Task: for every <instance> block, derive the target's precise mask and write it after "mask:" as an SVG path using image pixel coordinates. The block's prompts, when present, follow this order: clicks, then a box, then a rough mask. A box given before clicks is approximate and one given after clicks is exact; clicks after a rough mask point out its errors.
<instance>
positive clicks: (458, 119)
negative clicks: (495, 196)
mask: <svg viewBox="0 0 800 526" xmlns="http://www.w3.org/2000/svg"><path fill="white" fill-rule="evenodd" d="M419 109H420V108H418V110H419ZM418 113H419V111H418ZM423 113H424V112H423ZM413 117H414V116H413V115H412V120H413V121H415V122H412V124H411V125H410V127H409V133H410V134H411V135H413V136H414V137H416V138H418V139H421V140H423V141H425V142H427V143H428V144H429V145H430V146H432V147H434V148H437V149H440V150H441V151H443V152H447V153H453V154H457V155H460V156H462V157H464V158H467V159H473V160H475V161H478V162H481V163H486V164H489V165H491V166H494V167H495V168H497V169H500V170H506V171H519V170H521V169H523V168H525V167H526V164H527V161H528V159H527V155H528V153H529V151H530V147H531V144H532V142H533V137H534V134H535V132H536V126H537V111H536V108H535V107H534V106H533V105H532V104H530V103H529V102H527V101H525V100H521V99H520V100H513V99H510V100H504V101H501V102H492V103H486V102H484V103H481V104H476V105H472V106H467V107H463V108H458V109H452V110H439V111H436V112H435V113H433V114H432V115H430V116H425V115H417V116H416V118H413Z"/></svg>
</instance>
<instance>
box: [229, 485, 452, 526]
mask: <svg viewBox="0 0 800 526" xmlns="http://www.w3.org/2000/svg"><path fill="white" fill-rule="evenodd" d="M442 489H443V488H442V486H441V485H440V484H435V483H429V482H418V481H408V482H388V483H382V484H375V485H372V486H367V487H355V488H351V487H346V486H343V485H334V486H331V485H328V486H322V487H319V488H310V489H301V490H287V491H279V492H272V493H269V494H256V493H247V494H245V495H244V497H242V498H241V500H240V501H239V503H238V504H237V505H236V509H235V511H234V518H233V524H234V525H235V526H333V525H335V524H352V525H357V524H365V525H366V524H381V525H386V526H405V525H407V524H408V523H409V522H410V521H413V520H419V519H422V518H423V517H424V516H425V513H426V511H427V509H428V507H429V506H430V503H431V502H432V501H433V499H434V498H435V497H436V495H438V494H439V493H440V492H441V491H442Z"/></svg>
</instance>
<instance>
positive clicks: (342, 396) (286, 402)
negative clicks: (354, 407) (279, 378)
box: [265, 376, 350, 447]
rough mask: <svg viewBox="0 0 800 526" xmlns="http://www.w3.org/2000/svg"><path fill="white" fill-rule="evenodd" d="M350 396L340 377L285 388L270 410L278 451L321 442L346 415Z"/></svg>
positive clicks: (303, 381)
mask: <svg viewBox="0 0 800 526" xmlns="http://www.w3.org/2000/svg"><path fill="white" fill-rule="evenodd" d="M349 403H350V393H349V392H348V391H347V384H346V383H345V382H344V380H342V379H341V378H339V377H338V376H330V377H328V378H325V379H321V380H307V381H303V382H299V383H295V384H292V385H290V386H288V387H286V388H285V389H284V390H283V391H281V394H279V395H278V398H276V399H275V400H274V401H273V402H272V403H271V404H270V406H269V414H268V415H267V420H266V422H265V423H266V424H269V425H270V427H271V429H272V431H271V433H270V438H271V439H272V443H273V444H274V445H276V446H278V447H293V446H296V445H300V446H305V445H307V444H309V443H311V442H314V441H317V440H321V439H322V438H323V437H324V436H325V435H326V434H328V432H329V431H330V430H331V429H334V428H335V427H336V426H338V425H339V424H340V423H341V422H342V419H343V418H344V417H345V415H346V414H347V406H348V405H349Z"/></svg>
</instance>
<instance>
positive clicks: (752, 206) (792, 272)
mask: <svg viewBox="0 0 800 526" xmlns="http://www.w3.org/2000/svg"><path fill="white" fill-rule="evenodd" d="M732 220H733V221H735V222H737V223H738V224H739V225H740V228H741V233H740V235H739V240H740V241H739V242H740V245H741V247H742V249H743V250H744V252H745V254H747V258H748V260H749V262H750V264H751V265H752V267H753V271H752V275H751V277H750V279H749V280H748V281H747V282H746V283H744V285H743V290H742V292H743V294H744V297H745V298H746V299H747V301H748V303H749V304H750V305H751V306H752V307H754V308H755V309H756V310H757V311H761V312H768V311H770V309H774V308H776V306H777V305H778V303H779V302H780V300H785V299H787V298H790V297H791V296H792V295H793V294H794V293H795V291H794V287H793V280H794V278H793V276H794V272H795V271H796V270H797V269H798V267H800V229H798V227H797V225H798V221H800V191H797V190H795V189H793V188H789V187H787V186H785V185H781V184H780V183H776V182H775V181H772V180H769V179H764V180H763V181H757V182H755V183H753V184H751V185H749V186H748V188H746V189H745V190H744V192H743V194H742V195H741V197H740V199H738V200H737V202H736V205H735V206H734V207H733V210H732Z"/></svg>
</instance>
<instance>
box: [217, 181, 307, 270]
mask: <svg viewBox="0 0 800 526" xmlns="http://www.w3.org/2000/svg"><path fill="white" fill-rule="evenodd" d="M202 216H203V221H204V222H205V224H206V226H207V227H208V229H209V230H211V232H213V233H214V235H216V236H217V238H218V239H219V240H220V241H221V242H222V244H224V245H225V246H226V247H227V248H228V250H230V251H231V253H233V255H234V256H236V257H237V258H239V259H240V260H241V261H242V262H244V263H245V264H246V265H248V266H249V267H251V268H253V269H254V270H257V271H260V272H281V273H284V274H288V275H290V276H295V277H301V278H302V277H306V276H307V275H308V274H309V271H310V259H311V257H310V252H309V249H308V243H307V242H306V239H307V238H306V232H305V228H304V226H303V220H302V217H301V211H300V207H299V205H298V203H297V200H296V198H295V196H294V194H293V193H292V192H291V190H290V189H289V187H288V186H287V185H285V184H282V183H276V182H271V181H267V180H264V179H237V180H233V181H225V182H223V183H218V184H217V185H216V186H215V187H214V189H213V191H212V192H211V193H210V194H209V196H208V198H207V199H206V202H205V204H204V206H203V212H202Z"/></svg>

PROBLEM STATEMENT:
In full and word for word, give the listing above again.

THE COMPLETED TASK:
Task: for every <instance> block, derive the target's precise mask and write it after "mask:" as an SVG path using image pixel coordinates. The block's prompts, when present, follow this order: clicks, then a box, then a rough mask. A box given before clicks is approximate and one given after clicks is exact; clicks after a rough mask point out its errors.
<instance>
positive clicks: (458, 119)
negative clicks: (495, 196)
mask: <svg viewBox="0 0 800 526" xmlns="http://www.w3.org/2000/svg"><path fill="white" fill-rule="evenodd" d="M419 109H420V108H418V110H419ZM418 113H419V111H418ZM423 113H424V112H423ZM413 117H414V116H413V115H412V120H413V121H415V122H412V124H411V125H410V127H409V133H410V134H411V135H413V136H414V137H416V138H418V139H421V140H423V141H425V142H427V143H428V144H429V145H430V146H432V147H434V148H437V149H440V150H441V151H443V152H447V153H453V154H457V155H460V156H462V157H464V158H467V159H473V160H475V161H478V162H481V163H486V164H489V165H491V166H494V167H495V168H497V169H500V170H506V171H519V170H521V169H523V168H525V167H526V164H527V161H528V159H527V155H528V153H529V151H530V147H531V144H532V142H533V137H534V134H535V132H536V126H537V111H536V108H535V107H534V106H533V105H532V104H530V103H529V102H527V101H525V100H521V99H520V100H513V99H510V100H504V101H501V102H492V103H486V102H484V103H481V104H476V105H472V106H467V107H463V108H458V109H452V110H439V111H436V112H435V113H433V114H432V115H430V116H425V115H417V116H416V118H413Z"/></svg>
</instance>
<instance>
box: [229, 485, 452, 526]
mask: <svg viewBox="0 0 800 526" xmlns="http://www.w3.org/2000/svg"><path fill="white" fill-rule="evenodd" d="M442 489H443V488H442V486H441V485H440V484H435V483H429V482H418V481H408V482H388V483H382V484H375V485H372V486H367V487H355V488H351V487H346V486H343V485H334V486H331V485H328V486H322V487H319V488H310V489H301V490H287V491H279V492H272V493H269V494H256V493H247V494H245V495H244V497H242V498H241V500H240V501H239V503H238V504H237V505H236V509H235V511H234V518H233V524H234V525H235V526H333V525H335V524H352V525H357V524H365V525H366V524H381V525H386V526H405V525H407V524H408V523H409V522H410V521H413V520H419V519H422V518H423V517H424V516H425V513H426V511H427V509H428V507H429V506H430V503H431V502H432V501H433V499H434V498H435V497H436V495H438V494H439V493H440V492H441V491H442Z"/></svg>
</instance>
<instance>
positive clicks: (342, 396) (286, 402)
negative clicks: (354, 407) (279, 378)
box: [265, 376, 350, 447]
rough mask: <svg viewBox="0 0 800 526" xmlns="http://www.w3.org/2000/svg"><path fill="white" fill-rule="evenodd" d="M350 396L340 377L285 388L270 410L278 451L321 442L346 415Z"/></svg>
positive clicks: (303, 381)
mask: <svg viewBox="0 0 800 526" xmlns="http://www.w3.org/2000/svg"><path fill="white" fill-rule="evenodd" d="M349 403H350V393H349V392H348V391H347V384H346V383H345V382H344V380H342V379H341V378H339V377H338V376H330V377H328V378H325V379H321V380H307V381H303V382H299V383H295V384H292V385H290V386H288V387H286V388H285V389H284V390H283V391H281V394H279V395H278V398H276V399H275V400H274V401H273V402H272V403H271V404H270V406H269V414H268V415H267V420H266V422H265V423H266V424H269V425H270V427H271V429H272V431H271V433H270V438H271V439H272V443H273V444H274V445H276V446H278V447H293V446H296V445H300V446H305V445H307V444H309V443H311V442H314V441H317V440H321V439H322V438H323V437H324V436H325V435H326V434H328V432H329V431H330V430H331V429H334V428H335V427H336V426H338V425H339V424H340V423H341V422H342V419H343V418H344V417H345V415H346V414H347V406H348V405H349Z"/></svg>
</instance>
<instance>
positive clicks: (752, 206) (792, 272)
mask: <svg viewBox="0 0 800 526" xmlns="http://www.w3.org/2000/svg"><path fill="white" fill-rule="evenodd" d="M732 220H733V221H735V222H737V223H738V224H739V225H740V228H741V233H740V235H739V240H740V241H739V242H740V245H741V247H742V249H743V250H744V252H745V254H747V258H748V260H749V262H750V264H751V265H752V267H753V271H752V275H751V277H750V279H749V280H748V281H747V282H746V283H744V285H743V290H742V292H743V294H744V297H745V298H746V299H747V301H748V303H749V304H750V305H751V306H752V307H754V308H755V309H756V310H757V311H761V312H768V311H770V309H774V308H776V306H777V305H778V303H779V302H780V300H785V299H787V298H790V297H791V296H792V295H793V294H794V293H795V291H794V287H793V280H794V278H793V276H794V272H795V271H796V270H797V269H798V267H800V229H798V227H797V225H798V221H800V191H797V190H795V189H793V188H789V187H787V186H785V185H781V184H780V183H776V182H775V181H772V180H769V179H764V180H763V181H757V182H755V183H753V184H751V185H749V186H748V188H746V189H745V190H744V192H743V194H742V195H741V197H740V199H738V200H737V202H736V205H735V206H734V207H733V210H732Z"/></svg>
</instance>
<instance>
box: [217, 181, 307, 270]
mask: <svg viewBox="0 0 800 526" xmlns="http://www.w3.org/2000/svg"><path fill="white" fill-rule="evenodd" d="M202 216H203V221H204V222H205V224H206V226H207V227H208V229H209V230H211V232H213V233H214V235H216V236H217V238H218V239H219V240H220V241H221V242H222V244H224V245H225V246H226V247H227V248H228V250H230V251H231V253H233V255H234V256H236V257H237V258H239V259H240V260H241V261H242V262H244V263H245V264H246V265H248V266H249V267H251V268H253V269H254V270H257V271H260V272H281V273H284V274H288V275H290V276H295V277H301V278H302V277H306V276H307V275H308V274H309V271H310V259H311V257H310V252H309V249H308V243H307V242H306V239H307V238H306V232H305V228H304V226H303V220H302V217H301V211H300V207H299V205H298V203H297V200H296V198H295V196H294V194H293V193H292V192H291V190H290V189H289V187H288V186H287V185H285V184H282V183H276V182H271V181H267V180H264V179H237V180H233V181H225V182H223V183H218V184H217V185H216V186H215V187H214V189H213V191H212V192H211V193H210V194H209V196H208V198H207V199H206V202H205V204H204V206H203V212H202Z"/></svg>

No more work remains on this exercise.